__EXERCISE INPUT__

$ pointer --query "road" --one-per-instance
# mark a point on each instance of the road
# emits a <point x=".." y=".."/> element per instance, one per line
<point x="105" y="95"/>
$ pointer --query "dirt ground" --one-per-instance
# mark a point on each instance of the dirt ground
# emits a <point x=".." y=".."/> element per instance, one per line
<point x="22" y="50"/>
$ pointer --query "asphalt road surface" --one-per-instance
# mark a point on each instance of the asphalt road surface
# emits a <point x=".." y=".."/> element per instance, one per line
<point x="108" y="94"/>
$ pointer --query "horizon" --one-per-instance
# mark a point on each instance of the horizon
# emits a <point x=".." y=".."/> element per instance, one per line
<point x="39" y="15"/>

__PROMPT__
Please swap "dirt ground" for "bare soil" wherever it occurs in the lines above, and write out all the lines again with nothing else altered.

__EXERCISE RESULT__
$ pointer --query "road" --one-per-instance
# mark a point on each instance of the road
# emits a <point x=".." y=".."/> element per instance, one per line
<point x="105" y="95"/>
$ pointer --query "bare soil" --one-per-instance
# mark a point on each instance of the bare soil
# emits a <point x=".." y=".."/> element per instance, one per line
<point x="22" y="50"/>
$ pointer --query "asphalt road surface" --one-per-instance
# mark a point on each instance of the asphalt road surface
# emits a <point x=".." y=".."/> element per instance, one per line
<point x="108" y="94"/>
$ pointer --query "horizon" --one-per-instance
# mark a point on each instance of the horizon
# emits a <point x=".." y=".."/> element per instance, one per line
<point x="39" y="15"/>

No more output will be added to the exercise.